- [Exercise aim] Copy each of the records below word for word, without changing a single character.
— begin Record excerpts —
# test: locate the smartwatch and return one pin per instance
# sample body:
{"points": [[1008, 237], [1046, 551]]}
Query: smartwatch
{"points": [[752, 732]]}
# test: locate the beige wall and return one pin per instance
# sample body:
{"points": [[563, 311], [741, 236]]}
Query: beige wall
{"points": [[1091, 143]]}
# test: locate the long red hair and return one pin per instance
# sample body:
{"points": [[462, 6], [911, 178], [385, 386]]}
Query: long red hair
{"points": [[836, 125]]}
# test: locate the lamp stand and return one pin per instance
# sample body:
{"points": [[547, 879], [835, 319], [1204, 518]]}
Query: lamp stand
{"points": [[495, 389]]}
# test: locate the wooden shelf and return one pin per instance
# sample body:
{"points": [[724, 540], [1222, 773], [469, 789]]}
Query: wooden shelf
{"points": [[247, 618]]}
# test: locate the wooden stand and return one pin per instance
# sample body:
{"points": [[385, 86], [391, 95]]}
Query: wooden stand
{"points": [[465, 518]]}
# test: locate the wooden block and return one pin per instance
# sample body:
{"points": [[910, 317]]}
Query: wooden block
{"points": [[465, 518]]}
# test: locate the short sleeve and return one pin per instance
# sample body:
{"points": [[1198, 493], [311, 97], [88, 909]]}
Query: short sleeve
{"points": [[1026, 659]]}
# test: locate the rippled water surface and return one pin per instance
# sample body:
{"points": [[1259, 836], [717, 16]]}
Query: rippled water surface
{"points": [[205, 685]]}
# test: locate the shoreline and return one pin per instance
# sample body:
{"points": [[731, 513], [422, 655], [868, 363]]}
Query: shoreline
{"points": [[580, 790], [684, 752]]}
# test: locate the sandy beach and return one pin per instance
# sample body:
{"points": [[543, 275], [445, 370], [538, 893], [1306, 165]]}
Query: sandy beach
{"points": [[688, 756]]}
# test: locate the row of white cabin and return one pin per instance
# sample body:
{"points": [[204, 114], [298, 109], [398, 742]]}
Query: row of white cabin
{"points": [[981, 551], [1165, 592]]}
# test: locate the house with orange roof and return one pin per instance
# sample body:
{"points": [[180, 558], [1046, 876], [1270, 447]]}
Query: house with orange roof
— end Record excerpts —
- [Solution to this exercise]
# test: locate the smartwatch and return one pin per instance
# sample body:
{"points": [[1008, 237], [1046, 551]]}
Query: smartwatch
{"points": [[752, 732]]}
# test: locate the beige wall and return one pin per instance
# sample body:
{"points": [[563, 311], [741, 236]]}
Query: beige wall
{"points": [[1091, 143]]}
# test: locate the long red hair and return one pin per instance
# sample body:
{"points": [[462, 6], [911, 178], [385, 386]]}
Query: long red hair
{"points": [[836, 125]]}
# test: locate the lamp stand and return one pin per instance
# sample body:
{"points": [[547, 879], [835, 319], [1204, 518]]}
Query: lamp stand
{"points": [[495, 389]]}
# test: locate the wooden shelf and return one pin per instance
# sample body:
{"points": [[724, 540], [1222, 773], [469, 789]]}
Query: wooden shelf
{"points": [[247, 618]]}
# test: locate the wooden stand and return one pin per instance
# sample body:
{"points": [[385, 86], [391, 95]]}
Query: wooden stand
{"points": [[465, 518]]}
# test: locate the wooden block and return one pin per instance
# sample body:
{"points": [[910, 317]]}
Query: wooden block
{"points": [[465, 518]]}
# test: locate the short sleeve and return one pin per instance
# sample body:
{"points": [[1198, 493], [311, 97], [88, 909]]}
Query: short sleeve
{"points": [[1026, 659]]}
# test: locate the rippled water surface and return one pin per instance
# sample body:
{"points": [[1259, 836], [717, 16]]}
Query: rippled water surface
{"points": [[205, 685]]}
# test: locate the shoreline and return one pin per instance
# sample body:
{"points": [[731, 513], [422, 655], [868, 363]]}
Query: shoreline
{"points": [[580, 790], [684, 752]]}
# test: locate the sandy beach and return one pin per instance
# sample body:
{"points": [[543, 275], [445, 370], [538, 893], [1306, 165]]}
Query: sandy beach
{"points": [[688, 756]]}
# test: locate the row of white cabin and return one pin per instance
# sample body:
{"points": [[204, 114], [298, 109], [398, 742]]}
Query: row of white cabin
{"points": [[981, 551], [1165, 592]]}
# test: locate the house with orange roof and return one pin per instance
# sample body:
{"points": [[180, 558], [1046, 876], [1270, 447]]}
Query: house with orange roof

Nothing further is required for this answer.